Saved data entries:
= = = = =
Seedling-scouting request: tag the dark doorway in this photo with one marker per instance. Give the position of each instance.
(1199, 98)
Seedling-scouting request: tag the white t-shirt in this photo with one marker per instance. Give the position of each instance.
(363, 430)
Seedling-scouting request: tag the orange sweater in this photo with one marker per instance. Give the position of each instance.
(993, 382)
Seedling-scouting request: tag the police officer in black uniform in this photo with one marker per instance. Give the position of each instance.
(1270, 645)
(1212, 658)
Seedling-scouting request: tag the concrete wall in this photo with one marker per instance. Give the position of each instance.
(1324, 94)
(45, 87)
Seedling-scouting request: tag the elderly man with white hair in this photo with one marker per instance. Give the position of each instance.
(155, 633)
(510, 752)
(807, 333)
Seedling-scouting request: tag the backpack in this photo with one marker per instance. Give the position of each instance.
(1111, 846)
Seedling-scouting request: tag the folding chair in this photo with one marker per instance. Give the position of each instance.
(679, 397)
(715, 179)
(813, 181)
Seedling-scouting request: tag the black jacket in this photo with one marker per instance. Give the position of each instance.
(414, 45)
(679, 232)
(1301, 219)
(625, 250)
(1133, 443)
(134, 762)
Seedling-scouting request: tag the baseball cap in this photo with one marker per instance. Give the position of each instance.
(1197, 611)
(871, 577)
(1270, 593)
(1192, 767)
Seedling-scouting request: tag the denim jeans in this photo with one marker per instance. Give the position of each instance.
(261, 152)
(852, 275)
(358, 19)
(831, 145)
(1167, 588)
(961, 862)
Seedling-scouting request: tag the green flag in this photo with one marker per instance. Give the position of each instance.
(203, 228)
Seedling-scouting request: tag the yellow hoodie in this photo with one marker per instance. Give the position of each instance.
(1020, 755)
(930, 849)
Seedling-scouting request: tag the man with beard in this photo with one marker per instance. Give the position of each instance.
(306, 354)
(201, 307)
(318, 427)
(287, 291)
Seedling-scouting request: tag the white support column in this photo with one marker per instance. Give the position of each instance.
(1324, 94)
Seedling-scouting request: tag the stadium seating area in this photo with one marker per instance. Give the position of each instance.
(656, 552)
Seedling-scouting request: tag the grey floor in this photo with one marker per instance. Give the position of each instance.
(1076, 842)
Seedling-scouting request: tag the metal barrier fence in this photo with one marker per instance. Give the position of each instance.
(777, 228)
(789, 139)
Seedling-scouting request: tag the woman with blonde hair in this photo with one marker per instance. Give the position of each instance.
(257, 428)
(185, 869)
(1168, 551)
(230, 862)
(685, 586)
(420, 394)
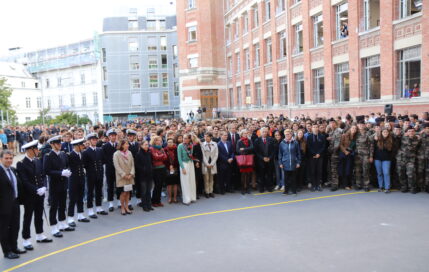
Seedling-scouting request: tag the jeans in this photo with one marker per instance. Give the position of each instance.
(383, 173)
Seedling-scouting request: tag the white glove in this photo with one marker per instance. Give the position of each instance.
(66, 173)
(41, 191)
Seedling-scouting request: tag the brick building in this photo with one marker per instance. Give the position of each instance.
(324, 57)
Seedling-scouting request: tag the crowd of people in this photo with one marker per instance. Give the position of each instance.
(136, 162)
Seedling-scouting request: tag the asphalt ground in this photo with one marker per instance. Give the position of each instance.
(314, 231)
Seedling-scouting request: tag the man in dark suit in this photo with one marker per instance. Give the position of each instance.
(109, 149)
(265, 152)
(30, 172)
(55, 165)
(224, 163)
(10, 193)
(93, 162)
(77, 183)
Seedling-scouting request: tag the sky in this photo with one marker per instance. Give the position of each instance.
(41, 24)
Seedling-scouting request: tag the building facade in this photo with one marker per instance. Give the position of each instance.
(201, 56)
(26, 98)
(325, 57)
(139, 66)
(70, 78)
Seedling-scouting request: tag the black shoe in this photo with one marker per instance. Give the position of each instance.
(58, 235)
(29, 247)
(11, 255)
(46, 240)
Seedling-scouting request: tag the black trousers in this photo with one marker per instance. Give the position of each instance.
(58, 204)
(265, 175)
(111, 182)
(91, 184)
(76, 192)
(316, 168)
(33, 206)
(9, 229)
(159, 176)
(290, 181)
(145, 189)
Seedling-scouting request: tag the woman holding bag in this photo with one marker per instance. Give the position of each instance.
(244, 148)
= = = = =
▸ **ACTION ITEM**
All the data above is to be transcribed exactly, with no pictures included.

▸ **EXERCISE ANSWER**
Seedling-scouting request: tag the dark doorway in this photo with one marker per instance. Give the position of each instance.
(1199, 98)
Seedling-scouting request: tag the white t-shirt in this photo with one marker per instance. Give the position of each instance.
(363, 430)
Seedling-scouting request: tag the orange sweater in this photo with one marker per instance. Give the position of each instance.
(993, 382)
Seedling-scouting request: tag the police officer in black uniform in this photo with one marker per instance. Give the position of each instance.
(1270, 645)
(1212, 658)
Seedling-scouting request: tag the concrete wall in this photo with one marker per instance. Give the position of each instance.
(1324, 94)
(45, 87)
Seedling-scouting request: tag the elderly man with white hair in this photo with one marker per instance. Give the position of each instance.
(155, 633)
(510, 752)
(807, 333)
Seedling-scouting request: tag the backpack in this photo with one marker per instance. Give the position of each instance.
(1111, 846)
Seedling-scouting request: tag the folding chair in this photo with one marker per instance. Give the position of each instance.
(679, 397)
(715, 179)
(813, 181)
Seedling-scouting request: tag the black jacket in this photo with one marker per instance. Give the position of each instance.
(414, 45)
(679, 232)
(1301, 219)
(625, 250)
(1133, 443)
(134, 762)
Seedling-scouting request: tag the baseball cap in this photo with one marker per instance. Give the position of each instance.
(1197, 611)
(871, 577)
(1270, 593)
(1192, 767)
Seedling-scouting request: tag the denim jeans in this photo with one marker per instance. Give the position of each instance.
(261, 152)
(852, 275)
(358, 19)
(831, 145)
(1167, 588)
(961, 862)
Seedling-scouting request: tag the green flag in this photo with one marker per instance. Give the position of each instance.
(203, 228)
Seedling-scouting request: tag the yellow hoodie in this photo with one marker per instance. Give the position of each instance.
(1020, 755)
(930, 849)
Seedling-scouting request: tag the man with beard in this photo with one marker per instance. Give the position of each instance.
(306, 354)
(201, 307)
(318, 427)
(287, 291)
Seedling-scouting request: tag the white support column in this photo with one marker per instance. Give the position of each instance.
(1324, 94)
Seedling-scouting request: tag the stadium seating area in this photo with one marker per instance. Give the position of each instance.
(656, 552)
Seedling-scouting request: tag the grey floor in this photo with one marker per instance. Give the position of each instance.
(1076, 842)
Seedling-scouting request: tag the metal barrier fence in this photo with one marker per instance. Give the position of each instance.
(777, 228)
(789, 139)
Seedling-scouting request: tag the woman with blonde hair in this photo with one marker per instance. Give the position of each instance.
(257, 428)
(185, 869)
(1168, 551)
(230, 862)
(685, 586)
(420, 394)
Seedling-scouting request: tag the jeans in this photo with one marker per instance. Give the position of each instance.
(383, 173)
Seedling-scouting request: tag the white glove in this photo with one marker per instance. Give the position of each instance.
(66, 173)
(41, 191)
Seedling-scouting request: tag the brick building in this photo with one marker per instance. Give the position of each instance.
(324, 57)
Seedling-scouting request: tag the crowd of people in this photo with one marker per instance. Give the position of each instance.
(136, 162)
Seedling-scouting request: tag the asphalt ground in this photo with one marker per instance. Give the position of each instance.
(314, 231)
Seedling-scouting request: tag the man in dark suit in this photo with one marker per instance. Give the position of each instance.
(109, 149)
(265, 152)
(30, 172)
(55, 165)
(224, 163)
(10, 193)
(93, 162)
(77, 183)
Seedling-scouting request: tag the sky in this photo with one marker per instance. Give the position of each instance.
(41, 24)
Seedling-scouting request: tag the building facade in this photo with one marker per instance. Give the position of each instance.
(201, 56)
(26, 98)
(325, 57)
(139, 66)
(70, 78)
Seedling-scouting request: tag the black shoe in this photo with one marker per instance. Give the position of each instance.
(58, 235)
(29, 247)
(11, 255)
(46, 240)
Seedling-scouting request: tag the black trousers in this photo with one marker per instance. Give the position of each instance.
(58, 204)
(265, 175)
(111, 182)
(91, 184)
(76, 192)
(316, 168)
(33, 206)
(9, 229)
(159, 176)
(290, 181)
(145, 189)
Seedling-scouting request: tag the woman holding bag in this photo with one marker per instance. Give the position of each instance.
(244, 148)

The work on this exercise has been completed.